● Consigne donnée a: Dans les enregistrements, remplace « walking cane » par « wooden cane » en partant de la ligne qui contient « Locate woman's hand. » et en allant jusqu'à la fin des enregistrements. Redonne uniquement ces lignes, sans rien modifier d'autre.

● Texte à lire:
***

Un an et demi plus tard, qu'est-ce qui a changé ?

Peu de choses, faut-il reconnaître. À commencer par les questions posées.

On a voulu poser des questions portant sur la morale sexuelle, notamment parce qu'on estimait du côté de l'équipe télévisée «que bien des gens» étaient restés «sur leur faim» avec les autres entrevues accordées par Christian Lépine. Or en jouant cette carte, on ne faisait que répéter le même schéma des entrevues avec l'archevêque de Montréal depuis quelques années...

L'animateur Benoît Dutrizac s'est donc affairé à aborder les sujets les plus clichés possible dans un tel contexte : homosexualité, rôle des femmes dans l'Église, chasteté, pornographie, abus sexuels, etc. Faut-il s'étonner ensuite que l'entrevue n'apporte rien de nouveau ?

À vrai dire, ça sent l'échec à plein nez quand on constate que la principale nouveauté que l'entrevue a réussi à faire émerger est le non-visionnement d'un film porno pour un jeune Lépine. Pour une émission qui se targue de brasser la cage, on a vu plus vigoureux.

Questions légitimes

Mais attention : les questions ont beau manquer d'originalité, elles ne demeurent pas moins légitimes. Car ces enjeux sont réels, urgents et actuels au sein de l'Église catholique. Même le pape François y fait fréquemment allusion depuis le début de son pontificat.

***

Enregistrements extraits
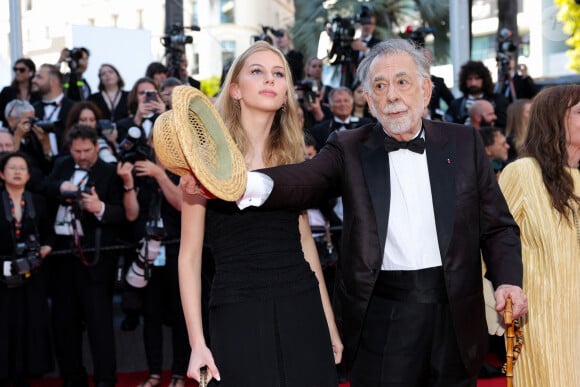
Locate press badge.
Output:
[2,261,12,277]
[153,245,165,266]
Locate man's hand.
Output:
[81,187,103,214]
[494,285,528,320]
[179,173,216,199]
[117,161,134,187]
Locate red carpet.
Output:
[31,371,506,387]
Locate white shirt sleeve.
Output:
[236,172,274,210]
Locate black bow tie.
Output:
[385,135,425,154]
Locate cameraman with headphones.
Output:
[56,47,91,101]
[45,124,125,387]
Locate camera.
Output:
[161,24,199,47]
[6,235,42,287]
[252,26,284,44]
[28,117,54,133]
[495,28,518,78]
[66,47,83,70]
[97,120,117,136]
[327,15,355,65]
[161,24,199,83]
[145,90,157,102]
[119,126,155,163]
[405,26,435,48]
[295,80,318,103]
[59,184,92,211]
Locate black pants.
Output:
[351,269,477,387]
[51,256,116,386]
[143,245,191,376]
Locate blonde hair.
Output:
[216,41,304,167]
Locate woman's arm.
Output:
[178,189,220,381]
[299,213,343,364]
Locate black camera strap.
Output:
[0,189,40,287]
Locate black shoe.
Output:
[478,363,504,379]
[121,314,139,332]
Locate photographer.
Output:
[56,47,91,101]
[117,140,191,386]
[5,99,53,180]
[0,153,53,386]
[351,6,381,68]
[117,77,166,146]
[498,56,538,104]
[45,125,124,387]
[32,64,74,158]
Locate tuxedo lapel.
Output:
[424,121,457,260]
[360,124,391,257]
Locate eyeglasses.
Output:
[6,167,28,172]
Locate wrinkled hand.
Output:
[179,173,216,199]
[31,125,50,146]
[81,187,103,214]
[187,346,221,383]
[494,285,528,320]
[117,161,133,187]
[135,160,164,178]
[330,333,344,364]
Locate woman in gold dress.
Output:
[499,85,580,387]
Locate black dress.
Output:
[205,200,338,387]
[0,191,54,380]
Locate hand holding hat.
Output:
[179,173,216,199]
[153,86,247,201]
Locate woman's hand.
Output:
[187,345,221,383]
[330,331,344,364]
[179,173,216,199]
[117,161,133,187]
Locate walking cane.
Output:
[503,297,516,387]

***

● Consigne donnée b: Retape mot pour mot le passage du texte sur l'entrevue de Christian Lépine qui commence à « À vrai dire, ça » et se termine à « de son pontificat. ».

● Résultat final a:
Locate woman's hand.
Output:
[187,345,221,383]
[330,331,344,364]
[179,173,216,199]
[117,161,133,187]
Locate wooden cane.
Output:
[503,297,516,387]

● Résultat final b:
À vrai dire, ça sent l'échec à plein nez quand on constate que la principale nouveauté que l'entrevue a réussi à faire émerger est le non-visionnement d'un film porno pour un jeune Lépine. Pour une émission qui se targue de brasser la cage, on a vu plus vigoureux.

Questions légitimes

Mais attention : les questions ont beau manquer d'originalité, elles ne demeurent pas moins légitimes. Car ces enjeux sont réels, urgents et actuels au sein de l'Église catholique. Même le pape François y fait fréquemment allusion depuis le début de son pontificat.